■ Problem description ■
Using the RFC text on fast format identification, decide whether each statement agrees with it, and give yes or no with the exact words of the text that settle the answer. (a) The RFC adds an Identify() method on the GDALDriver. (b) The feature is mainly intended for command-line batch conversion. (c) VSIFStatL() calls are described as cheap to make.

■ Provided passage ■
::::::

RFC 11: Fast Format Identification

Author: Frank Warmerdam

Contact: warmerdam@pobox.com

Status: Adopted (and Implemented)

Summary

This RFC aims to add the ability for applications to quickly identify what files in the file system are GDAL supported file formats without necessarily opening any of them. It is mainly intended to allow GUI file browsers based on file types.

This is accomplished by extending the GDALOpenInfo structure to hold more directory context, and by adding an Identify() method on the GDALDriver which a driver can implement to quickly identify that a file is of a given format without doing a more expensive Open() operation.

GDALOpenInfo

The Open() (or Identify()) methods of many drivers need to probe for files associated with the target file in order to open or identify a file as being of a particular format. For instance, in order to open an ESRI BIL file (EHDR driver) it is necessary to probe for a driver with the same basename as the target file, but the extension .hdr. Currently this is typically accomplished with VSIFStatL() calls or similar which can be fairly expensive.

::::::

Region annotation items
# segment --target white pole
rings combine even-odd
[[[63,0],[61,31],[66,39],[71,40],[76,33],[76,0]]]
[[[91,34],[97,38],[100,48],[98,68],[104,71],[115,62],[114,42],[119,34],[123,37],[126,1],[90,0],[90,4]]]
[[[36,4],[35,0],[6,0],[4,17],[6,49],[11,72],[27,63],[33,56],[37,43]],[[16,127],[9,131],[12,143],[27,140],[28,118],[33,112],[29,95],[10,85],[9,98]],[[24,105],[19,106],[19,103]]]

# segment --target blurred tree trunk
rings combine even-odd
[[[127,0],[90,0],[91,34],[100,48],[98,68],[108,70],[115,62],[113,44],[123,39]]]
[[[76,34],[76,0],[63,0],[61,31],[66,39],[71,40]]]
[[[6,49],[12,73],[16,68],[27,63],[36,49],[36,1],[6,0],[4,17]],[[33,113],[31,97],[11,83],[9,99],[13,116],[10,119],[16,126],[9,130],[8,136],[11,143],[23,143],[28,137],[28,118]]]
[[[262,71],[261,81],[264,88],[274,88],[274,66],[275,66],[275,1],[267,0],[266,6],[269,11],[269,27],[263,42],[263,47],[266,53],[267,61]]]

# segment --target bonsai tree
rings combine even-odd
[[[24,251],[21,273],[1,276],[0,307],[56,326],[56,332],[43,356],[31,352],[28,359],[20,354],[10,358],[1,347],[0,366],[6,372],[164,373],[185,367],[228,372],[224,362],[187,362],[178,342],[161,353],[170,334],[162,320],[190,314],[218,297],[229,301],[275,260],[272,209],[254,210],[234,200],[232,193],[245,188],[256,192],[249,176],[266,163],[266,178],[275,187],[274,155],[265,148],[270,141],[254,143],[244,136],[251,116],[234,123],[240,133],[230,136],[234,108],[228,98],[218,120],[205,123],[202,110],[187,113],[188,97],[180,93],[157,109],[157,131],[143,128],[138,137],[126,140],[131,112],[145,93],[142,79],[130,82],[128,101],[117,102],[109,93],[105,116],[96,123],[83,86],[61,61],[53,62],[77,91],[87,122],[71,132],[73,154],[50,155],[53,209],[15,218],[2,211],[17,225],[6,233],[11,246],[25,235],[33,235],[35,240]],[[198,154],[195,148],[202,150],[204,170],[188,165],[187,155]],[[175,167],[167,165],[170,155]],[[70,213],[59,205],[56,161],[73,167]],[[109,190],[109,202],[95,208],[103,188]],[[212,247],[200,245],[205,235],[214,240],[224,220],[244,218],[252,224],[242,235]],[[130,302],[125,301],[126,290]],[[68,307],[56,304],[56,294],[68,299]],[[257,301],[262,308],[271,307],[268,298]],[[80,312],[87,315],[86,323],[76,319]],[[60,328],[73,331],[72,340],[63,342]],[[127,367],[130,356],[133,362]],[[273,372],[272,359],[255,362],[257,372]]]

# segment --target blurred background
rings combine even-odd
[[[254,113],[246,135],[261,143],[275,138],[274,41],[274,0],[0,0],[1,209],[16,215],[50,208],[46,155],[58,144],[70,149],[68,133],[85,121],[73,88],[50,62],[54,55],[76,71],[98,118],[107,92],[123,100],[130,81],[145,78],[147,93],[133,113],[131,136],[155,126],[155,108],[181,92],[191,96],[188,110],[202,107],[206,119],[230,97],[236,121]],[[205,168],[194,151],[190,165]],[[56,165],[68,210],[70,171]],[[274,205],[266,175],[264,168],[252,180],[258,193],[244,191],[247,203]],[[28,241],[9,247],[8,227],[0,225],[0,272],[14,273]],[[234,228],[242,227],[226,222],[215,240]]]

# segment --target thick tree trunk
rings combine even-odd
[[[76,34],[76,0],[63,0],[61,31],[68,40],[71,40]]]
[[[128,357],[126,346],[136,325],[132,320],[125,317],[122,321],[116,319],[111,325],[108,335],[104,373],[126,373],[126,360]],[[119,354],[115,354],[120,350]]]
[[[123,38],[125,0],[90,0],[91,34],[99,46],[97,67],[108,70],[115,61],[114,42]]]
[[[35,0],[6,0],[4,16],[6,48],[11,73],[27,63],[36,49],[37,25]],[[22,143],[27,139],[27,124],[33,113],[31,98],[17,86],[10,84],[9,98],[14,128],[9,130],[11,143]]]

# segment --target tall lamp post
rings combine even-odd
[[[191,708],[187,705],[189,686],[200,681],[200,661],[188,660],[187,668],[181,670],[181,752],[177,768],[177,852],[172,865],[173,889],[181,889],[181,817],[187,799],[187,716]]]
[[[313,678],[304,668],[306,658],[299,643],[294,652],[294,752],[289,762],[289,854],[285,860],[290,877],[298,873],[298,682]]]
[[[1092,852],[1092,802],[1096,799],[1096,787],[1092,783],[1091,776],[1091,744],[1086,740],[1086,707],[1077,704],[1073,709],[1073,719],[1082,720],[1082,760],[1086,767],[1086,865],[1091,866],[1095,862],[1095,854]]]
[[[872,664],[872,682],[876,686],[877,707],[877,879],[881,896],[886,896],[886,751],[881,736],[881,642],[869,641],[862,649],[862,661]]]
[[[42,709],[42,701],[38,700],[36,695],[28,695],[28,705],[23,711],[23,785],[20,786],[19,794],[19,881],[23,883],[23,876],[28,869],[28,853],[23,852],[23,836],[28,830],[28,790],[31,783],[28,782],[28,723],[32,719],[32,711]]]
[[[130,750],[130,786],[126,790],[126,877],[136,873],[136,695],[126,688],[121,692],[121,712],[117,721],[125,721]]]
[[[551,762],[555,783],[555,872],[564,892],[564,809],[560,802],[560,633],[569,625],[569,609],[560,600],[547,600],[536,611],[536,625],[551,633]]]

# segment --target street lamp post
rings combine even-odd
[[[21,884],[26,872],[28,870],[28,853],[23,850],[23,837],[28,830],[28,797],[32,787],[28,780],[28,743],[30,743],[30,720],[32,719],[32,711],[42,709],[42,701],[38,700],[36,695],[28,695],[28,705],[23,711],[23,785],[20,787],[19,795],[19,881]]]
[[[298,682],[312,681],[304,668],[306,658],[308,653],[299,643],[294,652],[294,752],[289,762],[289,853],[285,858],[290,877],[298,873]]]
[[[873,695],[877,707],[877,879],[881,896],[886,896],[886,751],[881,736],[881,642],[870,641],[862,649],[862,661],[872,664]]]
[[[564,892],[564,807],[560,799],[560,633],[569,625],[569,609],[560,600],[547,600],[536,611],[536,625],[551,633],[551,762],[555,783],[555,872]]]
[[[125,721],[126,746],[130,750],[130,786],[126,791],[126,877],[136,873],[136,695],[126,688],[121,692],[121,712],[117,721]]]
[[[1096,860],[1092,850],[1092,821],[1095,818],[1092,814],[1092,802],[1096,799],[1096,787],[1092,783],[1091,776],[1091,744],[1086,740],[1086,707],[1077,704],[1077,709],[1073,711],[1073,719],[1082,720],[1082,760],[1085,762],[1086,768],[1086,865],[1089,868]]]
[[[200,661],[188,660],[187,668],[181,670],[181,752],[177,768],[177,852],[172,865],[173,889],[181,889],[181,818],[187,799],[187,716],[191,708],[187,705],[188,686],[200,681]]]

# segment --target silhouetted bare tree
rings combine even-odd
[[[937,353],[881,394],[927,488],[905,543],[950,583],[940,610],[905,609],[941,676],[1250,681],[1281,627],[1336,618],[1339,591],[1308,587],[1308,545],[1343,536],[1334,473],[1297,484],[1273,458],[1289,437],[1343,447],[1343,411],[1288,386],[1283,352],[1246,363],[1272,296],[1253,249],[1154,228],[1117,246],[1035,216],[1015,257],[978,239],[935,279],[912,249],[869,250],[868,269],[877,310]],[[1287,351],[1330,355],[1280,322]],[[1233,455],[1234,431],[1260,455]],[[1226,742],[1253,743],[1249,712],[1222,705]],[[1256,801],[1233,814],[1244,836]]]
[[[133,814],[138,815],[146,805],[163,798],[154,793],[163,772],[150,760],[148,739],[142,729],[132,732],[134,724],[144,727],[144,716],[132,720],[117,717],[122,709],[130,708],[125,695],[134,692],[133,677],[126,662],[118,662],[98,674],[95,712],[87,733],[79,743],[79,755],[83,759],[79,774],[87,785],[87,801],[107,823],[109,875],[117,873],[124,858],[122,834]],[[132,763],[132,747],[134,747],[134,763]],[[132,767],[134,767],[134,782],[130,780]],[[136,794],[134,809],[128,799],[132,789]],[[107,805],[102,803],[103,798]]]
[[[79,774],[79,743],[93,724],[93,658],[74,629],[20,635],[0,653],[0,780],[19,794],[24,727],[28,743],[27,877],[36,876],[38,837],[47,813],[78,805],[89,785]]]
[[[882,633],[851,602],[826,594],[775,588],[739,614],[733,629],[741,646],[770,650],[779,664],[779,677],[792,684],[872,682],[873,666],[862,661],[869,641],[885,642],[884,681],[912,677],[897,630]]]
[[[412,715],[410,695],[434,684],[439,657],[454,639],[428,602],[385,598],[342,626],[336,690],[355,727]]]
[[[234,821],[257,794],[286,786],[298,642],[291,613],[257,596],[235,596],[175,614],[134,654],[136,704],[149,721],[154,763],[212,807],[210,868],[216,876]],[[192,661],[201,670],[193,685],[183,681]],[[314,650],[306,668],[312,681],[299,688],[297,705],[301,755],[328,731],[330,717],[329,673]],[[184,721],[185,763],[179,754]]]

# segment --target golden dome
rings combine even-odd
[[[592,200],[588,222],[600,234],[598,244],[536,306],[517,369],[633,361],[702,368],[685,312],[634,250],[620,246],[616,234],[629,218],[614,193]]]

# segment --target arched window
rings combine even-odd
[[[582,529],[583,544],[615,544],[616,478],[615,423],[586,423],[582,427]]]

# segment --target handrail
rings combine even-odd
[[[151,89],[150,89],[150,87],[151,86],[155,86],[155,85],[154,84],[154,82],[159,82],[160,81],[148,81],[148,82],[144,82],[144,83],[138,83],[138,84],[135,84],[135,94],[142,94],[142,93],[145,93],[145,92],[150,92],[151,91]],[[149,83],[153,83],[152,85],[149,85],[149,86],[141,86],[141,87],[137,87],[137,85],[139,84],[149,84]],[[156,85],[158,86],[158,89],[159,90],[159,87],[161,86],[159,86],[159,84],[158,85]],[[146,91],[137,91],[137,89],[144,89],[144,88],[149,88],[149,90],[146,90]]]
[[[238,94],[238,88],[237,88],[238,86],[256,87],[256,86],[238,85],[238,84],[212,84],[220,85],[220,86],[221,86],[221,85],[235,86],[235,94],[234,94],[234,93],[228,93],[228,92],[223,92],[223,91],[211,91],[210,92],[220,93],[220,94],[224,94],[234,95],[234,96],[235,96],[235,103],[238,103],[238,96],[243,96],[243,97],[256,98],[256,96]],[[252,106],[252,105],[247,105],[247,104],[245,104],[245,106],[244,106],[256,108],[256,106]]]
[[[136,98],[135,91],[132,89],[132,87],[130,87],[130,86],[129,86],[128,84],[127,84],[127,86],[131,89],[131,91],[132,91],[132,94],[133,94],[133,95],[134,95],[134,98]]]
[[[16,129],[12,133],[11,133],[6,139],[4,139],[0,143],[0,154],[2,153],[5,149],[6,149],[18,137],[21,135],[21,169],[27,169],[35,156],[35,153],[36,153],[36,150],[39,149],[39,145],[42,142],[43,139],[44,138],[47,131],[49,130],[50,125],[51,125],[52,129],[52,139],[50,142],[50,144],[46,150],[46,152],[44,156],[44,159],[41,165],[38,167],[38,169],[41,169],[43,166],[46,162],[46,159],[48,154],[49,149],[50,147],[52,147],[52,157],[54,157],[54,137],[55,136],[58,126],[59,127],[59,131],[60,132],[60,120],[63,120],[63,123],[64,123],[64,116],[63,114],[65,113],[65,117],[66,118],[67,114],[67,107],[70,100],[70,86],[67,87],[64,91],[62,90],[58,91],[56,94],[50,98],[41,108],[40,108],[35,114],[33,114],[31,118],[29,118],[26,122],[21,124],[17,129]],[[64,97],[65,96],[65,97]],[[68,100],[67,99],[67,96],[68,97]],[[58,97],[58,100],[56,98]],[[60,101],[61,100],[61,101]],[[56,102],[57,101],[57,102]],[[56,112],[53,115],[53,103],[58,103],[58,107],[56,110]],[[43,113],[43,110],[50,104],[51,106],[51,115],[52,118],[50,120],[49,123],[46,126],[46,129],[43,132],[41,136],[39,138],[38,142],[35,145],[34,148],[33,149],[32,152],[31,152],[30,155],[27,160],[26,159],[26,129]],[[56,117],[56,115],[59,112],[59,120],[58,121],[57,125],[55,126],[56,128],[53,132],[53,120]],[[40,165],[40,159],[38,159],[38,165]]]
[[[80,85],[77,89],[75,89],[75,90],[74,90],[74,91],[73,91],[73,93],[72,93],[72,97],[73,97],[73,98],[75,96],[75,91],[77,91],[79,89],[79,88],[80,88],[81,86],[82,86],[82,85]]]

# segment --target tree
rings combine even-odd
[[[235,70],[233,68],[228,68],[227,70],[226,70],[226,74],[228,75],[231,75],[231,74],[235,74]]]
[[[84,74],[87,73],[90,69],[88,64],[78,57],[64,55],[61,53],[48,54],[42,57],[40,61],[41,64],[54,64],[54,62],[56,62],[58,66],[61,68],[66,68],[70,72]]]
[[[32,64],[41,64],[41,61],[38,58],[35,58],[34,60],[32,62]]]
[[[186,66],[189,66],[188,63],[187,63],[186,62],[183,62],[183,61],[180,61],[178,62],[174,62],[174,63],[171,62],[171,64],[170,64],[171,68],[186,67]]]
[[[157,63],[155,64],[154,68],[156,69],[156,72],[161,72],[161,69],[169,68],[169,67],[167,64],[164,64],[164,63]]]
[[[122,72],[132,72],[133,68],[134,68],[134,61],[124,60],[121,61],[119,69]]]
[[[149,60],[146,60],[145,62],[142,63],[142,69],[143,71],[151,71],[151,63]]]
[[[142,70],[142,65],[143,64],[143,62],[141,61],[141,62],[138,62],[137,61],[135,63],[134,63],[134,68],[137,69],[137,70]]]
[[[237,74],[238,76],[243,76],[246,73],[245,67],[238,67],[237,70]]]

::::::

■ Response to this task ■
(a) Yes: "by adding an Identify() method on the GDALDriver"
(b) No: "It is mainly intended to allow GUI file browsers based on file types."
(c) No: "Currently this is typically accomplished with VSIFStatL() calls or similar which can be fairly expensive."